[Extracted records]
+++
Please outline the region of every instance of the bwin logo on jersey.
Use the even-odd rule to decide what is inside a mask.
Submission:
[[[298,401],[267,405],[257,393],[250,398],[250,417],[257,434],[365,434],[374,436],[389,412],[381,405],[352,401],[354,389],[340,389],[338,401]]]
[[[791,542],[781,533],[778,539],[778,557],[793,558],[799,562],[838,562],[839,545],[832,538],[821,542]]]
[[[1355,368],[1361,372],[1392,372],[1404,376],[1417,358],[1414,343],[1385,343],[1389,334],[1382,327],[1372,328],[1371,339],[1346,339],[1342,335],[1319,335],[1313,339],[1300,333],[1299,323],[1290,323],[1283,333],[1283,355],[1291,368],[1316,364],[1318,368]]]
+++
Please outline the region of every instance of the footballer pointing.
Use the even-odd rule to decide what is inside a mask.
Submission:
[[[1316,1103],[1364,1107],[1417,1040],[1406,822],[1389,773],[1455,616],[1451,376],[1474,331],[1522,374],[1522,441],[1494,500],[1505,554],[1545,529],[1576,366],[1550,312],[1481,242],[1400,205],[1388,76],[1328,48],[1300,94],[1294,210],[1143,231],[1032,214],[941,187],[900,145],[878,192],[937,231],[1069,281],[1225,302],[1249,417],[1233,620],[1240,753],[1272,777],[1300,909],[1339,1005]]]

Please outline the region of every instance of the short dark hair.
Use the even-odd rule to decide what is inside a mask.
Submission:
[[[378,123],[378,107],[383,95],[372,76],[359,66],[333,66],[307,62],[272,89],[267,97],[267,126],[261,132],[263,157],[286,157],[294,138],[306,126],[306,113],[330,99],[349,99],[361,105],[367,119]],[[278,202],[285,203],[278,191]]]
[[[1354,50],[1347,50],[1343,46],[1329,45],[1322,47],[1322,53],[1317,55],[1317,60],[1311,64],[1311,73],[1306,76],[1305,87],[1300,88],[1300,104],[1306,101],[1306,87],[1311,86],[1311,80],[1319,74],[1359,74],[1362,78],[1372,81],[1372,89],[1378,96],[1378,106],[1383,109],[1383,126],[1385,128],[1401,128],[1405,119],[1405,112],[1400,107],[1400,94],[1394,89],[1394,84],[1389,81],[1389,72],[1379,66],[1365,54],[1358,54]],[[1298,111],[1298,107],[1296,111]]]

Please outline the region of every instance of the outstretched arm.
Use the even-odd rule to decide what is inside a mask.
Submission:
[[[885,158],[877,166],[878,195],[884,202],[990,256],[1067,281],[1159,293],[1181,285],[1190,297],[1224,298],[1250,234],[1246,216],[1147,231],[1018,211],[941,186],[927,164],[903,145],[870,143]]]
+++
* To do:
Some lines of the data above may hold the word "every"; state how many do, and give only that number.

* Response to the task:
4